- **SELECTION**
***

To the northwest the Indian villages of the
Apalachee tribes flourished upon the land by the
Suwannee and Apalachicola Rivers. At the center of
the peninsula the Timuquanans had many villages
along the St. John’s River.
In the southwest region the Calusa Indians had
numerous homes from Cape Sable to Tampa Bay. The missionaries had to confront a persistent spirit of hostility
to Christian teaching. These Indians were described
as cruel, crafty, though recklessly brave,
polygamous, and inveterately addicted to human
sacrifice. Juan Ponce Leon of Spain encountered the
Calusa Indians when he landed in 1513. The Calusa
who put up a fierce resistance to the invaders did
not welcome the Spanish. In 1521 during a skirmish
an arrow mortally wounded Leon. Leon was laid to
rest in the St. John River.
A small village of Tegestas Indians lived on
Biscayne Bay. Some anthropologists believe that the
Tegestas Indians originally from the Bahamas and had
a kinship with the Calusa tribes.

***

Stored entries
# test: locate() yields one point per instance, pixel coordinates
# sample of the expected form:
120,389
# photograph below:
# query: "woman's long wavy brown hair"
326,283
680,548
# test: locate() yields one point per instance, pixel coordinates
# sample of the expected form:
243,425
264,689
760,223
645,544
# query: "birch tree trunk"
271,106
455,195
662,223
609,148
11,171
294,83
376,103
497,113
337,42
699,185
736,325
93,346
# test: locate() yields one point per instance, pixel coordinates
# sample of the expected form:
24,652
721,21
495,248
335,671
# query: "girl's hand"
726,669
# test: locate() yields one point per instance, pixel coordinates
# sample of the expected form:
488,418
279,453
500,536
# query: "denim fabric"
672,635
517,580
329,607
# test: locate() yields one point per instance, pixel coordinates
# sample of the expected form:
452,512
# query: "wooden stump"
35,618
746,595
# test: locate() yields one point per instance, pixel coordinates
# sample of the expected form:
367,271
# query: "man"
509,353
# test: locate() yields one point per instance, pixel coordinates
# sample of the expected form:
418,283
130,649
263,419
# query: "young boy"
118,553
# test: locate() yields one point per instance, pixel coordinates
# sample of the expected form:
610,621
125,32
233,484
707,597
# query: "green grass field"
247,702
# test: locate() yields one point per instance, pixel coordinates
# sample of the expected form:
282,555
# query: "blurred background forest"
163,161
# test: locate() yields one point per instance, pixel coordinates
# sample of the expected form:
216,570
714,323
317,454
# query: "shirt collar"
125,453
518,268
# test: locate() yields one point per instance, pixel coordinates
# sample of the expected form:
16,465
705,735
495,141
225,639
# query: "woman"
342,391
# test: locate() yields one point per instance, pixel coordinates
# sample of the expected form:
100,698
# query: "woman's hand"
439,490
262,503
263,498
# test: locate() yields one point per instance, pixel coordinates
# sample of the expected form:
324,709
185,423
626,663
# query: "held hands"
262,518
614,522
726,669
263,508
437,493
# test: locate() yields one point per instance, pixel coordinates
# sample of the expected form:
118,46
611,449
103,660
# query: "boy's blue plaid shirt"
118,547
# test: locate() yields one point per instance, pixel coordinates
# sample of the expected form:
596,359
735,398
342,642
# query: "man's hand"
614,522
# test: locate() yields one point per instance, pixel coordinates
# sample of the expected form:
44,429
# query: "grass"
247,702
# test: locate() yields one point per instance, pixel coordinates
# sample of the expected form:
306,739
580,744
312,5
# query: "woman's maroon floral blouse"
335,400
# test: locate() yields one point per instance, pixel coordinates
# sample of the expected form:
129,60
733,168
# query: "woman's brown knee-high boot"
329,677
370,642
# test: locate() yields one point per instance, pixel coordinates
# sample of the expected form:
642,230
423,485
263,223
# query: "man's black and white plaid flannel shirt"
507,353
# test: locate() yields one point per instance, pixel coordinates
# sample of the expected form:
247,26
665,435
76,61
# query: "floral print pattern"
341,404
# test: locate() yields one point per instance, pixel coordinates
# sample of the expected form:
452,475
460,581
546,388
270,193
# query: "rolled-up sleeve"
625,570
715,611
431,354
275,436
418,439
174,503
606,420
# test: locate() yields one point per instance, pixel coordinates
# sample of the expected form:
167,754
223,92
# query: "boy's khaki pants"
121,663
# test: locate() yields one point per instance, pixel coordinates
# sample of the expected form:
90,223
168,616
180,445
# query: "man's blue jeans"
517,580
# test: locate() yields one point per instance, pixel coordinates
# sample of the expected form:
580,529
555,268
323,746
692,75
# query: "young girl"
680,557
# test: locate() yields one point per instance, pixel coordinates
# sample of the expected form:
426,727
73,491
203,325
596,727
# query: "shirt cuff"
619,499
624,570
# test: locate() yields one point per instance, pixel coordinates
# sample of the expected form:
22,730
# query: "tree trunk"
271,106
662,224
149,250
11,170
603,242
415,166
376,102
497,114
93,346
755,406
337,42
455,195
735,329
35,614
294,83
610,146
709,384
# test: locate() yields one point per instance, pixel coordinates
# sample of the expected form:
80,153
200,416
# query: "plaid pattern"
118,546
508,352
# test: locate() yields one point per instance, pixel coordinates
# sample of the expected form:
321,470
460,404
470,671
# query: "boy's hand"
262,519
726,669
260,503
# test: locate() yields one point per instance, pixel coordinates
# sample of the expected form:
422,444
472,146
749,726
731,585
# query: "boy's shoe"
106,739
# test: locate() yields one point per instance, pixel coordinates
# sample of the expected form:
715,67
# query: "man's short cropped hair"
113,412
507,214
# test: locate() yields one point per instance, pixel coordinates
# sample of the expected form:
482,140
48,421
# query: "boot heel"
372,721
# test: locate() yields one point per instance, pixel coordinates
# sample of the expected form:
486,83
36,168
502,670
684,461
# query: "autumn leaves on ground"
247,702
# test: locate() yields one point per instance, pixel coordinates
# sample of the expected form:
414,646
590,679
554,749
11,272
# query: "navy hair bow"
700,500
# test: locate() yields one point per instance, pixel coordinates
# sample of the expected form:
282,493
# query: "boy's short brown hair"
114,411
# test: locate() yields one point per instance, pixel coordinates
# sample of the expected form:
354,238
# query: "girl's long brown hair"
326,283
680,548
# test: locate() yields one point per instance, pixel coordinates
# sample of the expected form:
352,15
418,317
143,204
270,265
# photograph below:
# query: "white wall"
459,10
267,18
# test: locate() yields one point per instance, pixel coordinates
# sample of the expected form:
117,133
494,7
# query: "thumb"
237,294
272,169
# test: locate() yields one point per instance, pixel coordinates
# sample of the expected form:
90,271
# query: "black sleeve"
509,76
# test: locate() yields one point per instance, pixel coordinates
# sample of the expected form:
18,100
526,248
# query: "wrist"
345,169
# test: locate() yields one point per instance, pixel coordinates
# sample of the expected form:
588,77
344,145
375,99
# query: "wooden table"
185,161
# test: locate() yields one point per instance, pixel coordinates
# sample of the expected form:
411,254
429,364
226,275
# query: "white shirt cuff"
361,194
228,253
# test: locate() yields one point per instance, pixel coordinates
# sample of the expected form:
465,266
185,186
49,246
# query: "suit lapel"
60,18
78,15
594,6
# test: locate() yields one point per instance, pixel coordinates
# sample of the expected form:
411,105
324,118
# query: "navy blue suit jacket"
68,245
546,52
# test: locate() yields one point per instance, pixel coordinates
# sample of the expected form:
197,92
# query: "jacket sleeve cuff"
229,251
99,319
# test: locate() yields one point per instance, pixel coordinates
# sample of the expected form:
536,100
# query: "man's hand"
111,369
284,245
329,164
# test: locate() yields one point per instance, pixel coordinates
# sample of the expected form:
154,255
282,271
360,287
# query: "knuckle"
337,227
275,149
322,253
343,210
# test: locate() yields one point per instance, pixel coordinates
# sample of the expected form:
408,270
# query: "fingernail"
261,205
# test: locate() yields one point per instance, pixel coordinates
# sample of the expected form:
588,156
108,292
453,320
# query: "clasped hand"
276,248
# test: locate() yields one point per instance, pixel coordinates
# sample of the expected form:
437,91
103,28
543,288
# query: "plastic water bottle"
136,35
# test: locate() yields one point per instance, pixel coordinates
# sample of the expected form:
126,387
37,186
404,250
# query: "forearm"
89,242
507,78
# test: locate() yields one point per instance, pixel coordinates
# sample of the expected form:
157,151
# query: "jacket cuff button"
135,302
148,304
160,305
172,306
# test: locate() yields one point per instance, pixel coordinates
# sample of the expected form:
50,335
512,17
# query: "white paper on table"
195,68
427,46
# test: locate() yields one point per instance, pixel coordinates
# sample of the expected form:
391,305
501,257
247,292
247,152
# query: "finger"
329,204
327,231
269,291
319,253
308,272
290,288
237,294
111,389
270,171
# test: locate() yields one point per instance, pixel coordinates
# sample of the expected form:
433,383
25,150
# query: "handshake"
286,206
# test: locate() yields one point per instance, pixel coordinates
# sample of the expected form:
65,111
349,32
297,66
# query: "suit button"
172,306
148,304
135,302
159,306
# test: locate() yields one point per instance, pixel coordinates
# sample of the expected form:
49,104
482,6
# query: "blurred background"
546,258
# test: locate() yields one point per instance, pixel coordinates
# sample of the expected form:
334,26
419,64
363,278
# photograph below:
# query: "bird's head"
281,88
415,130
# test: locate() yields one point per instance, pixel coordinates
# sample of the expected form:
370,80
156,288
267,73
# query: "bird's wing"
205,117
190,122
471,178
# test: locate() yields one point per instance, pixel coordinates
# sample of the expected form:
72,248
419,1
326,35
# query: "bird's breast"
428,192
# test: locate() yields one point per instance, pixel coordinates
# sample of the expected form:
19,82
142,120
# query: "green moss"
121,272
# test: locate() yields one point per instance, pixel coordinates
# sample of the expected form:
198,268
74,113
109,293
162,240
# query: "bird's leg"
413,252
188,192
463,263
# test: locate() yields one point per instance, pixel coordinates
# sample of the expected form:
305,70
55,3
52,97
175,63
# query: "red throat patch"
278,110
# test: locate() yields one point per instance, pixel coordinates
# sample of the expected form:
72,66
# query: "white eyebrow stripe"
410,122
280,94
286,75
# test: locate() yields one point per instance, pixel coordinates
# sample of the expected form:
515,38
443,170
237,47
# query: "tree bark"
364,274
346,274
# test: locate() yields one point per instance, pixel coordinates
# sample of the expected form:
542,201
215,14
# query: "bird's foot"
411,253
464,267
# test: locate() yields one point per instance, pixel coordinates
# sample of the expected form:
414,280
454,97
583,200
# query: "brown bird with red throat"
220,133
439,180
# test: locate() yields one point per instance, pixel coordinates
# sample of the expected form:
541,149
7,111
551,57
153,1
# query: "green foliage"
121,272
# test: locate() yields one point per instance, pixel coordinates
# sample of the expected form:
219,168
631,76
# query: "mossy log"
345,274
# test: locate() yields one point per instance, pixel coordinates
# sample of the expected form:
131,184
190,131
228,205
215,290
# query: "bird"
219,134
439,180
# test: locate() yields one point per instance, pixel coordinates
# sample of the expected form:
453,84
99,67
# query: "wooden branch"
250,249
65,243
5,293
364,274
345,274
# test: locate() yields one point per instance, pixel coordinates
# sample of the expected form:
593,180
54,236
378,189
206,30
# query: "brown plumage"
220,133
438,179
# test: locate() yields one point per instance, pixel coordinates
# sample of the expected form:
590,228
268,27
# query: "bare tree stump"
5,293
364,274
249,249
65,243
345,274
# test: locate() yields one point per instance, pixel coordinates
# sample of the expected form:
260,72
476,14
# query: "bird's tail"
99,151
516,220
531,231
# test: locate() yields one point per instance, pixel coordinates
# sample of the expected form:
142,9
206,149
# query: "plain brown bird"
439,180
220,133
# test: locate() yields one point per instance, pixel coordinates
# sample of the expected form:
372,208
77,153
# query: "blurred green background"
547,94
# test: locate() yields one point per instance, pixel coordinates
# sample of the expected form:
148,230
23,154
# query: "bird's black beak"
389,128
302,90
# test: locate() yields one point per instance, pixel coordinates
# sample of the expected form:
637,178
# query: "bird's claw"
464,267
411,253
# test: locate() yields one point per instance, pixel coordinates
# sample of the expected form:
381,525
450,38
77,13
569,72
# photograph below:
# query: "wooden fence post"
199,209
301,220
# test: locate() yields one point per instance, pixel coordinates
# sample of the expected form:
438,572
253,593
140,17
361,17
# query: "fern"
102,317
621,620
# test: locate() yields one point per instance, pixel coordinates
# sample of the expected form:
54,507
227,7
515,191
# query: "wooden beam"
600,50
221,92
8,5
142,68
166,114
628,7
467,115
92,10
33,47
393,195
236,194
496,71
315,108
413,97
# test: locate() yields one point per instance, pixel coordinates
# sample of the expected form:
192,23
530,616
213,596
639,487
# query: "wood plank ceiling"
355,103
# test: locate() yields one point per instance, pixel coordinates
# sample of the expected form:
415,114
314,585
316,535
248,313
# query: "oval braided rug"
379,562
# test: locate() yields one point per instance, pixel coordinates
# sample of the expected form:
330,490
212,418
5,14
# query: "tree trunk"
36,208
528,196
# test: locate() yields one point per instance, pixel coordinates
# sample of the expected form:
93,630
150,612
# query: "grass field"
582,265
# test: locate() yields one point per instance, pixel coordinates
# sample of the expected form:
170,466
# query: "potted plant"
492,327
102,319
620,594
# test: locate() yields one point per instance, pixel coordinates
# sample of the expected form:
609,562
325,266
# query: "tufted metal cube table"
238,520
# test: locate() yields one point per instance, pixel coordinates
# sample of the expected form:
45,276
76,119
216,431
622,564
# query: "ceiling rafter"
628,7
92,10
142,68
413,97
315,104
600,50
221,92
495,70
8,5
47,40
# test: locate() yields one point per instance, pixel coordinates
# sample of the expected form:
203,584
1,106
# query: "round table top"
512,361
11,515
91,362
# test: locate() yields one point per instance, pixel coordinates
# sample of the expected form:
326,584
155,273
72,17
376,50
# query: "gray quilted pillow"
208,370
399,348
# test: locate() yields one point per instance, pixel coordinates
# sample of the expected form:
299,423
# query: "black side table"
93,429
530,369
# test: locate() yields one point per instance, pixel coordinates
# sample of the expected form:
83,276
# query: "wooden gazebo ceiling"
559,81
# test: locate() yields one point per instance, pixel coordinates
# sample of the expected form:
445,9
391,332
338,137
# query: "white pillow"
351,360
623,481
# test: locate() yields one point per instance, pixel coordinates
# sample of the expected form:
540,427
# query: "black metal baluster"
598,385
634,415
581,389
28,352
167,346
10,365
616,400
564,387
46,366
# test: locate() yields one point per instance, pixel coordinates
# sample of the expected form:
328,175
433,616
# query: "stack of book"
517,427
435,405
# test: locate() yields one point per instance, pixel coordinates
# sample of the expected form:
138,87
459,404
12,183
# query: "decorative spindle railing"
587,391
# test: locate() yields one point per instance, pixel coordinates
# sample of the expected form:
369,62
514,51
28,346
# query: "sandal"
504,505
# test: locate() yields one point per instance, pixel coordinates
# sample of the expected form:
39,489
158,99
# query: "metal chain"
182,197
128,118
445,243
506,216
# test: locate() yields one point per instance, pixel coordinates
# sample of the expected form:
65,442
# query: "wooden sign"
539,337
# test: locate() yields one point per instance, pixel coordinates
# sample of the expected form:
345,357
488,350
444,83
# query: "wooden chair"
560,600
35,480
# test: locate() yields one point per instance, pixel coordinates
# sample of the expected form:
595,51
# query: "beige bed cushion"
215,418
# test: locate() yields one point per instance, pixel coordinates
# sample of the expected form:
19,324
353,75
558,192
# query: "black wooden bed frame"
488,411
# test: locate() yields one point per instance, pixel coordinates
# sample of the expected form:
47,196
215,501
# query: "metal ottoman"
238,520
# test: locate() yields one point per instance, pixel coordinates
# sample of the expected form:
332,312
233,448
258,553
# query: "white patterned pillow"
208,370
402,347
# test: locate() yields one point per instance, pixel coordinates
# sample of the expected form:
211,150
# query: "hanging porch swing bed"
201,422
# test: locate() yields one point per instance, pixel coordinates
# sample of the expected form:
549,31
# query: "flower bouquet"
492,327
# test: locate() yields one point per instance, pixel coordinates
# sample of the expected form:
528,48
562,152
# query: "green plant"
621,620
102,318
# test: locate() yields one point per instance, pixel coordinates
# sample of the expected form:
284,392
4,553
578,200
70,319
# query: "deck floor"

***

- **STATED GOAL**
What comes next in the passage on Florida's early Indian tribes? Write the next part.

- **TASK ANSWER**
The Ays tribe lived along the Indian River south of
Cape Canaveral. There were only a few Ays people.
These Indians came in contact with the early
missions and were used for labor in the building the
Christian settlements. These tribes connect to
ethnologically and linguistically to the great
Muskhogean or Creek family.
Some of he records of the early voyages to the
Americas amazingly have been preserved. The Archives
at Seville, Spain contain the many names of those
who were courageous enough to cross over to the New
World. I have attempted to bring these people and
their stories back into the light of history.